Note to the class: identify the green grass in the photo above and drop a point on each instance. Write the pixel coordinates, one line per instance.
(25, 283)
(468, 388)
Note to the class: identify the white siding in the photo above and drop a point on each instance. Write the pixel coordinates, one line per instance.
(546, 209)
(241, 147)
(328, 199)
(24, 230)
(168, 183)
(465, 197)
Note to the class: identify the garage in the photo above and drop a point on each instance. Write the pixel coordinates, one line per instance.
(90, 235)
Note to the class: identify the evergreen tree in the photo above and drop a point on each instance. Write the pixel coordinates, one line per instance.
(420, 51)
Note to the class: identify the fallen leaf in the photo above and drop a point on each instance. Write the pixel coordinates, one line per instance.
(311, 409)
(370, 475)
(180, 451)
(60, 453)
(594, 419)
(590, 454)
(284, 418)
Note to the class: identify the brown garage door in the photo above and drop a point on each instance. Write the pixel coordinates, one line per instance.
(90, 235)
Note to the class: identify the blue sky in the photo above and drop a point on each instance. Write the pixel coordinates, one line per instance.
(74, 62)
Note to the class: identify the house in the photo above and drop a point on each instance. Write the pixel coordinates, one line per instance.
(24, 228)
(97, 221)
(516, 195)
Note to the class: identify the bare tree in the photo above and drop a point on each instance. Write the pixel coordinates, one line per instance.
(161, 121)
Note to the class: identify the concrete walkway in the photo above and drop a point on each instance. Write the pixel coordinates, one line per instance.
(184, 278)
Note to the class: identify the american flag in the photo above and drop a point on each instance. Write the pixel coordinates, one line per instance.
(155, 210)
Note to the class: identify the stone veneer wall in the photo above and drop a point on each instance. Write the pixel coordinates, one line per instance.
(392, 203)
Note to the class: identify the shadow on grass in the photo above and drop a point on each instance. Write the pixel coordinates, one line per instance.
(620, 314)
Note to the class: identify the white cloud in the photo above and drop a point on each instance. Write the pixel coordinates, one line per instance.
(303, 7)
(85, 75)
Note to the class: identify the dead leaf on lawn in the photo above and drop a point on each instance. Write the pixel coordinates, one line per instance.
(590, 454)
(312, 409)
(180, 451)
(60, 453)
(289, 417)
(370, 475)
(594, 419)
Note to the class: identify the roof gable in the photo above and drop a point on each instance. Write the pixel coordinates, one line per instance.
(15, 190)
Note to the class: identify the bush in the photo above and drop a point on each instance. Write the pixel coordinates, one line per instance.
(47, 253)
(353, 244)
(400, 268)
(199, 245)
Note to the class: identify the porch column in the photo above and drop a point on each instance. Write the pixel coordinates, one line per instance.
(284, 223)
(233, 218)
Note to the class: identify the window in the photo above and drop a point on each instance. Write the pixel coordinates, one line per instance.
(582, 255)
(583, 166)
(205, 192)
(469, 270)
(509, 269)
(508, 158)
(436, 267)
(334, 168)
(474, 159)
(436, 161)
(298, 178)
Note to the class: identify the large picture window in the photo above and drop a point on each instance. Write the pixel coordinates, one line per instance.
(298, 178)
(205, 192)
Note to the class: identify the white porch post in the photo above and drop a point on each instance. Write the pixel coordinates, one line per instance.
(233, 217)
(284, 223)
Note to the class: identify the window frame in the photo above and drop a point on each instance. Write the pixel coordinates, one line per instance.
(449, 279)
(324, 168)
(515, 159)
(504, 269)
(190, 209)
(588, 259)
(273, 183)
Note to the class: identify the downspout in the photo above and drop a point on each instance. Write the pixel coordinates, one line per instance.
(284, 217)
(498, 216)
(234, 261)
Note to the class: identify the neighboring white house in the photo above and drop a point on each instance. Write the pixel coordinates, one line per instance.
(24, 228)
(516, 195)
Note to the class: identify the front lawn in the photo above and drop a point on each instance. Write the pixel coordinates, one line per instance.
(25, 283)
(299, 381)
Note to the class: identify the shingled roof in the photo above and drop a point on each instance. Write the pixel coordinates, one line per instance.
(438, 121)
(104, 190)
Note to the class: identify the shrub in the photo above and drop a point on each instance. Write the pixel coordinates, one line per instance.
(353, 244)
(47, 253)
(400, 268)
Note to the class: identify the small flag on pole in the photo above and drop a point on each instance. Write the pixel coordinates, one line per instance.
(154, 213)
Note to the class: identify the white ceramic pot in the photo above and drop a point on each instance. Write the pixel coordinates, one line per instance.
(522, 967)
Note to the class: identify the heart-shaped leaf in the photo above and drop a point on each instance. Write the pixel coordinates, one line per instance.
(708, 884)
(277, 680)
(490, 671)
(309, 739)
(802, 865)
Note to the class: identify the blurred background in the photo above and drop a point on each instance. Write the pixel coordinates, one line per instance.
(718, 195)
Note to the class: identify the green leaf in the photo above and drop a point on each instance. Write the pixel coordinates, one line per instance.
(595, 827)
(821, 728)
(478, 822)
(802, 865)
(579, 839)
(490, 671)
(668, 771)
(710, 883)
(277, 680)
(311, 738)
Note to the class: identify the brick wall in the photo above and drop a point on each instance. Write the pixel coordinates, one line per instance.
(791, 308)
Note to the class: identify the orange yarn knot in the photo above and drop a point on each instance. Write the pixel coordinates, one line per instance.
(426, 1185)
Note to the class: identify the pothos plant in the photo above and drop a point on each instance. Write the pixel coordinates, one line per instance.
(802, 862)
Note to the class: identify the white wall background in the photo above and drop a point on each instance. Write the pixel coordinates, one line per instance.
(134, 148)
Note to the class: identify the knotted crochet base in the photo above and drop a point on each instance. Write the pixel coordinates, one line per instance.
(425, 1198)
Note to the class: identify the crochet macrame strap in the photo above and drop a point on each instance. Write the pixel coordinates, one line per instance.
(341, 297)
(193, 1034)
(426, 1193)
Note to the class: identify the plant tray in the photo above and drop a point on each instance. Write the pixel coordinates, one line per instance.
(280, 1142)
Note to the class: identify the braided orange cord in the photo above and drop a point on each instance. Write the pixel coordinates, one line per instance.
# # #
Task prompt — Give a word-for-word copy of the records.

Exercise solution —
Note to the class: identify the green grass in the photo above and drop a point on each instance. Write the pixel coordinates, one line per instance.
(25, 283)
(468, 388)
Note to the class: identify the white siding in the photo above and drop a point on each instance. Write the pixel coordinates, one line per instance.
(546, 209)
(241, 147)
(328, 199)
(24, 230)
(168, 183)
(465, 197)
Note to the class: identify the garage in the photo above and drop a point on each instance. Write the pixel coordinates, one line per instance.
(90, 235)
Note to the class: identify the evergreen tree in the photo above and drop a point on each instance. Write the pixel coordinates, one line per instance.
(420, 51)
Note to the class: identify the fallen leaf in the photo above and drop a point on each instance. Write the pixel coordinates, one line per instance.
(311, 409)
(370, 475)
(180, 451)
(60, 453)
(594, 419)
(590, 454)
(284, 418)
Note to the class: identify the brown garage door in the photo above and drop a point on each instance. Write the pixel coordinates, one line per instance.
(90, 235)
Note to the class: identify the blue sky in the photo above and drop a point on each instance. Write the pixel coordinates, one line per instance.
(74, 62)
Note to the class: identify the house in the photo above and drop a point on each instance. Write the pixel coordinates, one line per instance.
(24, 228)
(97, 221)
(516, 195)
Note to the class: identify the bare tree in the photo above and drop a point on each instance. Write the pixel coordinates, one line per instance.
(161, 121)
Note to the class: identify the concrete walkway in the photo above and drop a point on each instance. Write the pixel coordinates, one line per instance.
(184, 278)
Note to the class: identify the american flag in the photo above and drop a point on each instance. Write the pixel coordinates, one line per instance.
(155, 210)
Note to the class: identify the stone veneer wall in the photo above and drop a point on each instance. Write the pixel coordinates, one line per instance.
(392, 203)
Note to the class: identify the shadow on grass in the photo above and drop a point on each instance. Write the pixel coordinates, one line per instance.
(620, 314)
Note to the class: identify the white cloud in the photo above and drop a point on each instance. Write the pixel coordinates, one line per instance.
(303, 7)
(85, 75)
Note to the class: identify the dead leaf on lawn in the photo above and drop a point on each instance. Write the pixel coordinates, one line per instance.
(590, 454)
(312, 409)
(180, 451)
(60, 453)
(289, 417)
(370, 475)
(594, 419)
Note to the class: identify the roof gable in the photo above and drop a point on each instance. Write the pixel coordinates, one line per instance.
(15, 190)
Note to the class: identify the bush in the photo above and drop a point on each instance. Write the pixel coordinates, one line per instance.
(47, 253)
(353, 244)
(400, 268)
(199, 245)
Note to the class: identify the porch column in the photo above and drop a point on each instance. Write the pixel coordinates, one line per instance.
(284, 223)
(233, 218)
Note to the class: identify the window in the photo above and drop a point on each instance. Write the pixel coordinates, one line per instance.
(582, 255)
(583, 166)
(205, 192)
(469, 270)
(509, 269)
(508, 158)
(436, 267)
(334, 168)
(474, 159)
(436, 161)
(298, 178)
Note to the class: identify the large picture window in the photo above and drop a point on each instance. Write the pixel coordinates, one line per instance.
(298, 178)
(205, 192)
Note to the class: identify the white porch post in the photo above and drop a point on each instance. Write the pixel coordinates, one line per instance.
(233, 217)
(284, 223)
Note to the class: identify the window frame in the photo above and drop a point on each instance. Write the pixel coordinates, one line per instance.
(449, 279)
(324, 168)
(515, 159)
(504, 269)
(190, 209)
(588, 259)
(273, 183)
Note to the class: identify the downspout in the photo above and drop a point on each instance. Write the pixel coordinates, one line per instance.
(284, 217)
(498, 216)
(234, 261)
Note to the class: identify the neighboring white house in the photo above and drop a point on each instance. Write the pixel coordinates, one line per instance.
(24, 228)
(516, 195)
Note to the class: identify the front lawn in the photo above and drop a point on each instance. Write the pixel coordinates, one line per instance.
(25, 283)
(299, 381)
Note to the class: identify the shingled roof in the photo above and drop a point on each instance. Write the pixel coordinates, one line per instance.
(438, 121)
(104, 190)
Note to the class: identify the shrub in the photo above and drop a point on each instance. Write the pixel coordinates, one line per instance.
(353, 244)
(47, 253)
(400, 268)
Note to the class: identify the small flag on pole in the photo above and drop a point on each instance. Write the pixel coordinates, one line per instance.
(154, 213)
Note to the class: identify the white ceramic pot in the photo above and drop a point on each instance. Write the pixel coordinates, one line per instance.
(522, 967)
Note to the class: identify the heart-shaped leaf in the photo above and drop a point on each instance. Write the pixel coordinates, one line per instance.
(708, 884)
(277, 680)
(490, 671)
(309, 739)
(802, 865)
Note to the class: identify the blurred background in the photo above and drop a point on each instance. Write the pixel coordinates, one line per instance.
(718, 195)
Note to the class: identify the green leaf in the photo above and drop a point on each instance. Write the pixel coordinates, one line per instance.
(595, 827)
(821, 728)
(478, 822)
(802, 865)
(579, 839)
(490, 671)
(668, 771)
(710, 883)
(277, 680)
(311, 738)
Note to the class: identify the brick wall in the photo above and drop a point on each instance. Write the pixel coordinates, one line per instance.
(791, 308)
Note to the class: identify the orange yarn knot in the photo above and drop a point on each instance. Write the pixel coordinates, one line per instance.
(426, 1185)
Note to the class: identify the pothos plant in the photo above and drop a point on each instance. Write the pixel coordinates, one line per instance.
(802, 862)
Note to the class: identify the white wall background in the photo above and drop a point on each instance. Write the pixel coordinates, one line per instance.
(134, 148)
Note to the class: identify the knotted crochet base in the photo above and drop a point on each instance. Write the pixel coordinates, one line per instance.
(425, 1198)
Note to the class: identify the crochet macrame strap in the photo above and drop a point on each instance. Write the pixel coordinates, one line per instance.
(341, 297)
(193, 1034)
(426, 1193)
Note to the class: identify the plant tray in the photo above and drop a point on each instance. Write the pixel coordinates, one line per instance.
(280, 1142)
Note to the class: identify the braided orange cord in the photo above and drop a point on each instance. Write the pixel coordinates, one line per instance.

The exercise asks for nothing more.